• GIVEN INFORMATION:
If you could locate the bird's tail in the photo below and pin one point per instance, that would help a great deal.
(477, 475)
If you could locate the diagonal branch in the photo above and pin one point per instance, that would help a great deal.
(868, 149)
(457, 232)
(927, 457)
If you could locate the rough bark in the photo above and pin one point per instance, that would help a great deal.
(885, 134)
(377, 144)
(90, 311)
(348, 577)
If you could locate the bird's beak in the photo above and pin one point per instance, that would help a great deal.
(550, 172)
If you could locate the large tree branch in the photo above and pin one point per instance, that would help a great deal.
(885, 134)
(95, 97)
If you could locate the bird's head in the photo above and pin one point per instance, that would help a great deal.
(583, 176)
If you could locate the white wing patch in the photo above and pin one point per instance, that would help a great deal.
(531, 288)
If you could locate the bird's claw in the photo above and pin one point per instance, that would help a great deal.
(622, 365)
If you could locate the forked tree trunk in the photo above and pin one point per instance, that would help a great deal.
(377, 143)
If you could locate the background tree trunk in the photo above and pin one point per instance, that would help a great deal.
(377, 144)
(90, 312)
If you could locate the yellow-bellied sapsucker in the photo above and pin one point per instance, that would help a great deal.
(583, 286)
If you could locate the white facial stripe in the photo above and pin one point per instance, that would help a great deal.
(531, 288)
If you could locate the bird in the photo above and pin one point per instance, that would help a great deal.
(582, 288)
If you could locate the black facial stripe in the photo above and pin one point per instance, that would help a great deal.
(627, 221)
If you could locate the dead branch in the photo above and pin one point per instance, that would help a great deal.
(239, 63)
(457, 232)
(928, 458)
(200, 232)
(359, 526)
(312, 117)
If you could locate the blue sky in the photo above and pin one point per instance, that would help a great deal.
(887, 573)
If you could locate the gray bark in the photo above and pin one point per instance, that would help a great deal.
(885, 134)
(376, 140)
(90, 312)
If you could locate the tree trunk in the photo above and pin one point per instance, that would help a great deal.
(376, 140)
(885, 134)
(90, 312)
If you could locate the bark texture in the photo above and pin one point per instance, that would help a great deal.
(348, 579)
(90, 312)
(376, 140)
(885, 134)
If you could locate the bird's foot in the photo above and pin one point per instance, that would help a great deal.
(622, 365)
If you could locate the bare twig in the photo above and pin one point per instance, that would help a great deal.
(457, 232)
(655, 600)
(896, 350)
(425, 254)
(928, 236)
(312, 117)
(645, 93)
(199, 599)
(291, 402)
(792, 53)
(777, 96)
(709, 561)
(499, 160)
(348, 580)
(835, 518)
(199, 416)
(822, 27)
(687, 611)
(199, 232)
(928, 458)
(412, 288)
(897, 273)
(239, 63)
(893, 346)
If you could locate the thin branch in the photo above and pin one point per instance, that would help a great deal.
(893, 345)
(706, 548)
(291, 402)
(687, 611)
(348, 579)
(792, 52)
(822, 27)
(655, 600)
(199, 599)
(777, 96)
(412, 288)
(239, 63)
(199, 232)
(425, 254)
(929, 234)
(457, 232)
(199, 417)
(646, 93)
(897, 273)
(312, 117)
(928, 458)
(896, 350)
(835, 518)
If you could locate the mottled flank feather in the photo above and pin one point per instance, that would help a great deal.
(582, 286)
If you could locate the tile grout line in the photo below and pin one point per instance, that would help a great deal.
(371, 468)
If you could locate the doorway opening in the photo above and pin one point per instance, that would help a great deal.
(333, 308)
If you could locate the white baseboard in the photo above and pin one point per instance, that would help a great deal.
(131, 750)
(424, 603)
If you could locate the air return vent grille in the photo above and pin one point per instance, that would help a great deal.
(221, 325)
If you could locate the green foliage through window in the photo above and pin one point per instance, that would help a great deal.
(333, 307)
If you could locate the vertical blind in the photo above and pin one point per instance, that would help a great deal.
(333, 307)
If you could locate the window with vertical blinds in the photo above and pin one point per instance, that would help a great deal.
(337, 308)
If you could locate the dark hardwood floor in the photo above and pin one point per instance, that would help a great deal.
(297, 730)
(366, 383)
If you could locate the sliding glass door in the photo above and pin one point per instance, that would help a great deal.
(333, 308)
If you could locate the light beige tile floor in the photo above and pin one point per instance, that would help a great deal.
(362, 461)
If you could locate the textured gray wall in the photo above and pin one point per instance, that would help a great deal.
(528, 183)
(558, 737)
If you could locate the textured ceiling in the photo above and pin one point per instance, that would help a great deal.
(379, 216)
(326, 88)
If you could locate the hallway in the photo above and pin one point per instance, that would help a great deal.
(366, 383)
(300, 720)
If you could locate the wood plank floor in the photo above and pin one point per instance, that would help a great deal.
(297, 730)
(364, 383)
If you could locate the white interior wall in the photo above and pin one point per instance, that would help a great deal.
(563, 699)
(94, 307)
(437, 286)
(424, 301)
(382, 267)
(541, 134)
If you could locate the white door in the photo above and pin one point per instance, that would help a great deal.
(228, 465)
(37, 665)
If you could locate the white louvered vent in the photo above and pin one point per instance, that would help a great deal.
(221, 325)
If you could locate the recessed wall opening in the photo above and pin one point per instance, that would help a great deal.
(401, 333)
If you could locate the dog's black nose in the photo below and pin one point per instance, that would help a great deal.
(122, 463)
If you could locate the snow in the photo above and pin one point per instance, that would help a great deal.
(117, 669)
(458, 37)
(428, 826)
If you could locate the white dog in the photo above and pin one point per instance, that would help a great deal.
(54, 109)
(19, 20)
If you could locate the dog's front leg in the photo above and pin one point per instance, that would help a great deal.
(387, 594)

• WHAT THIS TASK INVOLVES: Please return the whole listing, line for line, exactly.

• EXERCISE OUTPUT:
If you could locate the bird's tail in the photo below and pin one point per instance, that would help a great deal.
(477, 475)
If you could locate the diagonal branch in the photo above and pin one point per instance, that would help a great deal.
(868, 149)
(457, 232)
(927, 457)
If you could locate the rough bark in the photo above and pin one point per instance, that would help a great deal.
(885, 134)
(377, 144)
(90, 311)
(348, 577)
If you could locate the bird's beak in the photo above and pin one point per instance, that would help a great deal.
(550, 172)
If you could locate the large tree branch in the photo above and pin one point per instance, that would help a great deal.
(885, 134)
(95, 97)
If you could locate the bird's head in the photo above and pin one point per instance, that would help a great deal.
(583, 176)
If you could locate the white wing patch in the photo above and pin one point per instance, that would help a great deal.
(531, 288)
If you could locate the bird's claw in the photo above and pin one point per instance, that would help a great deal.
(622, 365)
If you could locate the forked tree trunk in the photo above and pin one point per instance, that would help a great deal.
(377, 143)
If you could locate the background tree trunk in the photo above and pin one point per instance, that would help a great deal.
(377, 144)
(90, 312)
If you could locate the yellow-bellied sapsucker in the photo above and pin one point per instance, that would help a great deal.
(583, 286)
If you could locate the white facial stripe in the photo above and pin one point per instance, that would help a great deal.
(531, 288)
If you could locate the bird in the photo above and pin one point per instance, that would help a great deal.
(582, 288)
If you could locate the black facial stripe in the photo above and pin one point per instance, that would help a great deal.
(627, 221)
If you could locate the dead branch in the photo above and pin one point per instance, that would help a great deal.
(239, 63)
(457, 232)
(928, 458)
(200, 232)
(359, 526)
(312, 117)
If you could locate the blue sky in the photo above and pin one point per instance, that would help a great deal.
(887, 573)
If you could locate the gray bark in the photo above and pin one point per instance, that would help a great deal.
(885, 134)
(376, 140)
(90, 312)
If you could locate the tree trunk in the photo above and pin one point per instance, that would help a great deal.
(376, 140)
(885, 134)
(90, 312)
If you could locate the bark texture in the photo above and pin one point per instance, that would help a great deal.
(348, 579)
(90, 312)
(376, 140)
(885, 134)
If you could locate the bird's foot in the photo above and pin one point per instance, that would help a great deal.
(622, 365)
If you could locate the bare twig in the photo above and pin one point per instance, that would help a great deal.
(457, 232)
(655, 600)
(896, 350)
(425, 254)
(928, 236)
(312, 117)
(645, 93)
(199, 599)
(291, 402)
(792, 53)
(777, 96)
(709, 561)
(499, 160)
(348, 580)
(835, 518)
(199, 416)
(822, 27)
(687, 611)
(199, 232)
(928, 458)
(412, 288)
(897, 273)
(239, 63)
(893, 346)
If you could locate the thin branch in the photo above and pin one point per instance, that would help a great deal.
(893, 345)
(706, 548)
(291, 402)
(687, 611)
(348, 579)
(792, 52)
(822, 27)
(655, 600)
(199, 599)
(777, 96)
(412, 288)
(239, 63)
(199, 232)
(425, 254)
(929, 234)
(457, 232)
(199, 417)
(646, 93)
(897, 273)
(312, 117)
(928, 458)
(896, 350)
(835, 518)
If you could locate the mottled flank feather in the photo above and pin one point per instance, that would help a great deal.
(582, 286)
If you could locate the tile grout line in the photo below and pin one point per instance, that would help a great deal.
(371, 468)
If you could locate the doorway opening in the photo above and pin one point per instance, that would help a great deal.
(333, 308)
If you could locate the white baseboard in the photo above and pin one point per instance, that would help a great deal.
(131, 750)
(424, 603)
If you could locate the air return vent grille in the photo above and pin one point per instance, that would help a great deal.
(221, 325)
If you could locate the green foliage through window in the photo above and pin one point per instance, that would help a great deal.
(333, 307)
If you could locate the vertical blind in the photo above and pin one point per instance, that would help a great deal.
(333, 307)
If you could locate the window with vertical blinds in the photo above and pin one point per instance, that would help a great deal.
(337, 308)
If you could locate the dark hardwood floor in the photo above and pin one point per instance, that would help a great deal.
(297, 730)
(366, 383)
If you could locate the sliding glass door in the photo above and pin one point per instance, that would help a great deal.
(333, 308)
If you could locate the light beige tile floor in the photo above and pin one point per instance, that would help a great deal.
(362, 461)
If you could locate the textured gray wall in the photo above and pin one point per instance, that would help a great deal.
(528, 183)
(558, 737)
If you could locate the textured ceiling in the photo above and pin one point per instance, that would help a great deal.
(379, 216)
(326, 88)
If you could locate the hallway in the photo above and pin one point per instance, that would help a great deal.
(366, 383)
(300, 720)
If you could locate the wood plank floor in the photo above and pin one point per instance, that would help a great deal.
(297, 730)
(364, 383)
If you could locate the white interior wall in the photo above and pin one point per instance, that would help a great deal.
(563, 699)
(94, 307)
(437, 286)
(424, 301)
(382, 267)
(541, 134)
If you could locate the white door in the photo above and pin one point per instance, that would help a great deal.
(228, 465)
(37, 665)
If you could locate the white louvered vent in the photo above and pin one point per instance, that would help a great deal.
(221, 325)
If you could locate the recessed wall opening in the photo above and pin one point per instance, that would help a great deal.
(401, 333)
If you could locate the dog's black nose in the photo below and pin one point per instance, that would help a great deal.
(122, 463)
If you could locate the snow in the photo above and pin one point per instance, that would help a great deal.
(117, 669)
(458, 37)
(428, 826)
If you could locate the white dog in the photo above and pin one point per instance, that would help a great deal.
(54, 109)
(19, 20)
If you could locate the dog's front leg in the photo above and pin one point per instance, that would help a great deal.
(387, 594)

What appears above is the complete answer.